## Source data:
########################################

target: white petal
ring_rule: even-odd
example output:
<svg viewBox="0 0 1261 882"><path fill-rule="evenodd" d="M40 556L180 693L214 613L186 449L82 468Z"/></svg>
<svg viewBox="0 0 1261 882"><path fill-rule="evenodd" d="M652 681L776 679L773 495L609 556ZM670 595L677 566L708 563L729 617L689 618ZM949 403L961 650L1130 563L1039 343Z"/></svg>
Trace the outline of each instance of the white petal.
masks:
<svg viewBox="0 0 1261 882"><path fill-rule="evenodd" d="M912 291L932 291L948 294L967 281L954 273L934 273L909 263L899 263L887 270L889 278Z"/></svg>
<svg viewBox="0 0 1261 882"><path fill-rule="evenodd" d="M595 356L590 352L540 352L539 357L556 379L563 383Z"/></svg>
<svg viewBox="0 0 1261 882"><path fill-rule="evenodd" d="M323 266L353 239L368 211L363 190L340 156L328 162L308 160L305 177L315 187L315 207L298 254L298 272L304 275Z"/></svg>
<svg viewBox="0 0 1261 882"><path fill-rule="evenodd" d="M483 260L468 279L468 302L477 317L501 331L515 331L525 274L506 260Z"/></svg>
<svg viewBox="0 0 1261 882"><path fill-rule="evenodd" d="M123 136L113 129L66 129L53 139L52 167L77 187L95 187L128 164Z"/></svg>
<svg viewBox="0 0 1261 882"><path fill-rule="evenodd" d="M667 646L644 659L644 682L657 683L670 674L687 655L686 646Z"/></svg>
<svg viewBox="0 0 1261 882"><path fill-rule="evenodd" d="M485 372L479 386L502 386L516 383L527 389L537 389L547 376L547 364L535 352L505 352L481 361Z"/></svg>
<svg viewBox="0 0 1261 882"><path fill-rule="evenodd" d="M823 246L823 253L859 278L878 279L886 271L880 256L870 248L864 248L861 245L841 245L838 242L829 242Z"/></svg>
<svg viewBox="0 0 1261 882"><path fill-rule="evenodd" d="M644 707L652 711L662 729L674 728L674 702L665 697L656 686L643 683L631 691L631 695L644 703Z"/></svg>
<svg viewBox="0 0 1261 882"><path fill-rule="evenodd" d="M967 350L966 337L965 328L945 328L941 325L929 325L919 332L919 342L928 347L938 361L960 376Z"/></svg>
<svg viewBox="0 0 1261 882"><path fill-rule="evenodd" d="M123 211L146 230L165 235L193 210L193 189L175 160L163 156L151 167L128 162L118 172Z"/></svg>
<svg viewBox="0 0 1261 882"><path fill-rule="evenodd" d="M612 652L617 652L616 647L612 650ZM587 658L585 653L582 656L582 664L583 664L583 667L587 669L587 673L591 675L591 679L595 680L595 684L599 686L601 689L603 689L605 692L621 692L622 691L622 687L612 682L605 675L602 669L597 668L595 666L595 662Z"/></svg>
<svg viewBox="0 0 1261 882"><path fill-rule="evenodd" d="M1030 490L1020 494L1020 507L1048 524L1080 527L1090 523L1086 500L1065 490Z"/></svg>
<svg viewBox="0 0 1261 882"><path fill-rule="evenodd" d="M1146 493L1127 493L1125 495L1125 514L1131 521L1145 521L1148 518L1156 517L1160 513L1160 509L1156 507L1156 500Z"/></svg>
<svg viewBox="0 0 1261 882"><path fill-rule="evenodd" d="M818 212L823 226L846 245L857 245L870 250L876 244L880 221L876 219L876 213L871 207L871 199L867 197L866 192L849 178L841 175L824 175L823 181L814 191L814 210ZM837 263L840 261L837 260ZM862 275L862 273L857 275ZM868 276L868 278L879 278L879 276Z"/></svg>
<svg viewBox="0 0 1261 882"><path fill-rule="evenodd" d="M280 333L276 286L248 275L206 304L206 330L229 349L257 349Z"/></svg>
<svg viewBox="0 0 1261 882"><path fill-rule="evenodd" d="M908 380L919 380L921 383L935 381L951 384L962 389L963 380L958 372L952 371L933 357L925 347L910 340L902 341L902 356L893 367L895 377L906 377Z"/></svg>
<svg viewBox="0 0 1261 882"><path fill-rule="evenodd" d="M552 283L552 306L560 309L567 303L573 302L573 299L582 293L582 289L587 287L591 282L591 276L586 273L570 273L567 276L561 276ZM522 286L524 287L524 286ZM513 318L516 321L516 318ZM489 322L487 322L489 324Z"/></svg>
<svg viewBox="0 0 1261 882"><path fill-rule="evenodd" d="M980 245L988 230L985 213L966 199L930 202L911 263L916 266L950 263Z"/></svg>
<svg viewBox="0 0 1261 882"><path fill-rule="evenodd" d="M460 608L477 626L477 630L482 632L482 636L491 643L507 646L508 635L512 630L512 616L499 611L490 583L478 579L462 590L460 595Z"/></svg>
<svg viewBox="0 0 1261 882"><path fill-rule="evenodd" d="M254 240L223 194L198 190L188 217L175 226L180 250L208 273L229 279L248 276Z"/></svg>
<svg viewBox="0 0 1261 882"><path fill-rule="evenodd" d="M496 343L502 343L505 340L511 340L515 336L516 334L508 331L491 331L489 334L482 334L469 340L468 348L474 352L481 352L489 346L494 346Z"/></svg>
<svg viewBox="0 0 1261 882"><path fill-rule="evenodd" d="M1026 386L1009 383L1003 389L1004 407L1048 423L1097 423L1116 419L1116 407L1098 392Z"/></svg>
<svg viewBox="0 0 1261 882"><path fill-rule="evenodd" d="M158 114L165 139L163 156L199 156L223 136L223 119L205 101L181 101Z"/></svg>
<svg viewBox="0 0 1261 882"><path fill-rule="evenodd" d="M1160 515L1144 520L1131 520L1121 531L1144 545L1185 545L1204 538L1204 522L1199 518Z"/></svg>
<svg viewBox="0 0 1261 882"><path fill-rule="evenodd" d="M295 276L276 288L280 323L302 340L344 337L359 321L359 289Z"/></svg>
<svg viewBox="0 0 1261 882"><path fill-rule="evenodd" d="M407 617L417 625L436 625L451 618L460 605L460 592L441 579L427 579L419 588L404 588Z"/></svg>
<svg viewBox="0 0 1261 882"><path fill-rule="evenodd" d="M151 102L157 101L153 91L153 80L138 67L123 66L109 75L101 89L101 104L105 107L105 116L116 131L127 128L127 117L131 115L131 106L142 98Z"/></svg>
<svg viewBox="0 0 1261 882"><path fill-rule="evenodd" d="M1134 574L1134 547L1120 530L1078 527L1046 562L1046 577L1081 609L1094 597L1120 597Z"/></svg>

########################################

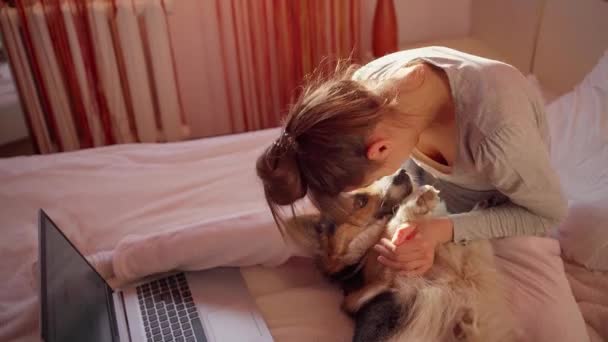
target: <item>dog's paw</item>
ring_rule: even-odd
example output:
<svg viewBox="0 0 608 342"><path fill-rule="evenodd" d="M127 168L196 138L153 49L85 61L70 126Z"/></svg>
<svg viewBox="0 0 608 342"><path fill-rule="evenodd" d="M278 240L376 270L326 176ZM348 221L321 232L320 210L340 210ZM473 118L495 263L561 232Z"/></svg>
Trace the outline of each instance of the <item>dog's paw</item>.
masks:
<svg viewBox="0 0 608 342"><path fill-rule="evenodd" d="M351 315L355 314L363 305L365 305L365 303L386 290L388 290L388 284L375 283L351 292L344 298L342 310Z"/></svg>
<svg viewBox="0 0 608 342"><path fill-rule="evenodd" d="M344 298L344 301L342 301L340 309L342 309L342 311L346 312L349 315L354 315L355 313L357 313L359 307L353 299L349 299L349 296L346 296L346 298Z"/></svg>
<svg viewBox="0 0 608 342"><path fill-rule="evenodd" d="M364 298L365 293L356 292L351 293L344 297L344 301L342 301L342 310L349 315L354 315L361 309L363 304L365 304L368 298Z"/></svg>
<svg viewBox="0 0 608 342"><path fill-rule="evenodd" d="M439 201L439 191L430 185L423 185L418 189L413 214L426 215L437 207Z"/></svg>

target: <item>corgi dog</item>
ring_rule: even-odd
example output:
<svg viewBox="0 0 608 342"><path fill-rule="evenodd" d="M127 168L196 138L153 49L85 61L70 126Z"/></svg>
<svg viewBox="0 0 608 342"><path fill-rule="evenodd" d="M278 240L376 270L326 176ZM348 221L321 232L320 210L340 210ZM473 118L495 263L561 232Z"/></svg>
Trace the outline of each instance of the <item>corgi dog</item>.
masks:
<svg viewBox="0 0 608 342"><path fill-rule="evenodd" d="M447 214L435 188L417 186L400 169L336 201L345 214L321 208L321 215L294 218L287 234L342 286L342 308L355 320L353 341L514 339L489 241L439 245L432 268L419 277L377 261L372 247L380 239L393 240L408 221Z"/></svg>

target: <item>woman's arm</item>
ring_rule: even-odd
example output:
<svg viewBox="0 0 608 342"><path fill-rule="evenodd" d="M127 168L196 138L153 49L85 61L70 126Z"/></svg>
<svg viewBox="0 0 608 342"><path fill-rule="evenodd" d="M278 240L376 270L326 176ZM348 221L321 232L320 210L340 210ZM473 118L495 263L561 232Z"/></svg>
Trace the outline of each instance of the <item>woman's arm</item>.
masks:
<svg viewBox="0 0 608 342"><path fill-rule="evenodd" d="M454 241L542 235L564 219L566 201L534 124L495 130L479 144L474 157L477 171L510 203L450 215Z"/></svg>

########################################

## Assignment:
Within the material above, the line with "target: white petal" opens the range and the line with "Trace the outline of each instance of the white" closes it; reproduce that range word for word.

## Task result:
target: white petal
ring_rule: even-odd
example output:
<svg viewBox="0 0 1261 882"><path fill-rule="evenodd" d="M40 556L180 693L214 613L186 449L82 468Z"/></svg>
<svg viewBox="0 0 1261 882"><path fill-rule="evenodd" d="M652 681L776 679L773 495L609 556ZM670 595L677 566L708 563L729 617L689 618ZM949 403L961 650L1130 563L1039 343Z"/></svg>
Trace the outline of each instance of the white petal.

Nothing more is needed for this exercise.